> **SUPPLIED MATERIAL**:
__________________________________________________
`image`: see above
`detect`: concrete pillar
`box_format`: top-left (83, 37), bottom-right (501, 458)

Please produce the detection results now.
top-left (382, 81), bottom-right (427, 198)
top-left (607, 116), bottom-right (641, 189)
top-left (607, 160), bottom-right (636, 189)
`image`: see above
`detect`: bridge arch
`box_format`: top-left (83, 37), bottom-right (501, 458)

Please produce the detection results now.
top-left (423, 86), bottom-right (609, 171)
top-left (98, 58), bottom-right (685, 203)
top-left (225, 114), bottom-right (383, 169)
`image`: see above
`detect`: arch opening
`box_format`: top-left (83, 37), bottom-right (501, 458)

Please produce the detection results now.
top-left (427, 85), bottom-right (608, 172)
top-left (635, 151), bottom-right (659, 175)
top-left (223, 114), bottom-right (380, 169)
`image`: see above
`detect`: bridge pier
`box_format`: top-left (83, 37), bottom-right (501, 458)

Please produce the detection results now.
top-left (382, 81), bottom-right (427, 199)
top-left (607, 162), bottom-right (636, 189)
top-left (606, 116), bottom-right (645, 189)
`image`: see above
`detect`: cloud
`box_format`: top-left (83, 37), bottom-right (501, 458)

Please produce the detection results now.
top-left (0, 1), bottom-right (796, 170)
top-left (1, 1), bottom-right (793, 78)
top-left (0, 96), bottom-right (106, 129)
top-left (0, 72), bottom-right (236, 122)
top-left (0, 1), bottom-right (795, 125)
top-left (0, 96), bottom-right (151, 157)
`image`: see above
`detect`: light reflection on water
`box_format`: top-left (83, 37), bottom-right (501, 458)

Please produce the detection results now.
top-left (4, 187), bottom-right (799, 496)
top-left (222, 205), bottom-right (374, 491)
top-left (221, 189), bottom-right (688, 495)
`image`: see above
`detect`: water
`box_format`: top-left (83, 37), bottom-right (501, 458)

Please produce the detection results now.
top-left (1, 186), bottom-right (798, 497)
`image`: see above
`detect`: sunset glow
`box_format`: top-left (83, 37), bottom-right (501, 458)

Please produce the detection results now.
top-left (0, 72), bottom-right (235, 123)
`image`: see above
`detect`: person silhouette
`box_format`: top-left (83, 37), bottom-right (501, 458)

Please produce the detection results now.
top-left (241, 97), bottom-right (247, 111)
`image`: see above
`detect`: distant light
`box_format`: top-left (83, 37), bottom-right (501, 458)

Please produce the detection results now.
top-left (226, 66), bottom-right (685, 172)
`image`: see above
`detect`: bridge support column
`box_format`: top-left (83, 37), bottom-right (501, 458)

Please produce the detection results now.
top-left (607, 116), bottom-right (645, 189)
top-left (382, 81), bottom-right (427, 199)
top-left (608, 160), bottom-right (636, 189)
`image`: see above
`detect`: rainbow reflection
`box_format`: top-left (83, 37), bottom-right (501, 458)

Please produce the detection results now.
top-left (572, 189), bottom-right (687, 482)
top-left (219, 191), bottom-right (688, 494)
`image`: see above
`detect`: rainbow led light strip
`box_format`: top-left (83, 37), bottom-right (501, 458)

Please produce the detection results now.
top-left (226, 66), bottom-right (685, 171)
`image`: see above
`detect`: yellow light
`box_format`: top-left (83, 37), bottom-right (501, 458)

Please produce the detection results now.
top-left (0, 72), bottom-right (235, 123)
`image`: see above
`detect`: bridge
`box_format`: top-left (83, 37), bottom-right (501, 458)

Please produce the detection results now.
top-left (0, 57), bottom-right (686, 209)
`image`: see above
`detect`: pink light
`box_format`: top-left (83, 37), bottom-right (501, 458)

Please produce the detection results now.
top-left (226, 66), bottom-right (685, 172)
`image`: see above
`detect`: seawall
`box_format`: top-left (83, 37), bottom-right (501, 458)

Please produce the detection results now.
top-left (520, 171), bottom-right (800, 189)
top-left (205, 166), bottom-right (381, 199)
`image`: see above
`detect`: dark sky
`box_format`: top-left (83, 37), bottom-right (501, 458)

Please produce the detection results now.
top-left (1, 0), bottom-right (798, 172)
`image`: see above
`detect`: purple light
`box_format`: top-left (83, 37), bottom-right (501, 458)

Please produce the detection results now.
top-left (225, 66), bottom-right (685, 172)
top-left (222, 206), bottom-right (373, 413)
__________________________________________________
> **PROMPT**: Please work out how many lines in the data include "reflection"; write that number only.

> **TASK OUTPUT**: 2